> **Your goal**: In the text on education school courses, list every course the National Council on Teacher Quality report gives as an example of intellectually weak material.

In that regard, it is noteworthy that one of the most commonly assigned books in ed school courses is Paolo Freire’s Pedagogy of the Oppressed. Sol Stern of the Manhattan Institute wrote, “This ed-school bestseller is a utopian political tract calling for the overthrow of capitalist hegemony and the creation of classless societies.” The Pope Center’s Jay Schalin also excoriated Freire’s book.

It’s pointless to insist on rigorous grading of courses that revolve around the inculcation of socio-political belief systems. Giving every student an A (for regurgitation of whatever the professor wants to hear) is not the problem. The course itself is the problem.

Not all ed school courses are overtly political, of course, but many of those that aren’t ideologically slanted possess little academic rigor. Consider these examples of intellectually weak ed school material excerpted from a recent report on schools in Illinois by the National Council on Teacher Quality:

*A classroom management course in an undergraduate elementaryeducation program that requires “personal reflections” in 21 assignments.The reflections address such questions as, “What classroom management program most closely reflects your own philosophy?” and “Do you feel that establishing a positive classroom atmosphere at the beginning of the school year is important?” or ask the candidate to comment on class lectures or activities. This course does not include any assignment that requires candidates to develop, for example, a classroom management plan for specific students or circumstances based on strategies discussed in lectures or assigned reading.

*A child development course in an undergraduate elementary program in which 25 percent of the grade is based on a “lot in life” paper. For this assignment each student is randomly assigned a condition (e.g., your child was born blind) and is then asked to write a first-person narrative to describe the condition. The connection between, in this case, being the parent of a blind child and teaching elementary school is not made. In fact, the course objectives and its assignments (like so many others we found) never make any explicit reference to the classroom or the implications for instruction of any material addressed.

*A mathematics methods course taught at a well-respected Illinois institution with high admission standards in which 60 percent of the grade is based on what appeared to be essentially a crafts project. The instructor provided us with an example of one of the projects that he considered exemplary: a children’s story with crayon drawings, nearly devoid of any mathematics content.

In short, the high grades given to almost all ed school students are just one of the symptoms of a much deeper problem—a curriculum that is barren or even harmful.

It doesn’t have to be that way.

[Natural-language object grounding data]
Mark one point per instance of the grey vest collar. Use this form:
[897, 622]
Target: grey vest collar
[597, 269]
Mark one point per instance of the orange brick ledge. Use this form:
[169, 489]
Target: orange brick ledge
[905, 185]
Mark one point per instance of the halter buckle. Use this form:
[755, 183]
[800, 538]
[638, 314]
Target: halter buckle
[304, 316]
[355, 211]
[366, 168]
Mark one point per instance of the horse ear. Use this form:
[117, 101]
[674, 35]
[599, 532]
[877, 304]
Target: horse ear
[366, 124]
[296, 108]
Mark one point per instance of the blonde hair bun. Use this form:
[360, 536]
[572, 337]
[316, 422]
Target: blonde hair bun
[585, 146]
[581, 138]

> **Exercise answer**:
- A classroom management course
- A child development course
- A mathematics methods course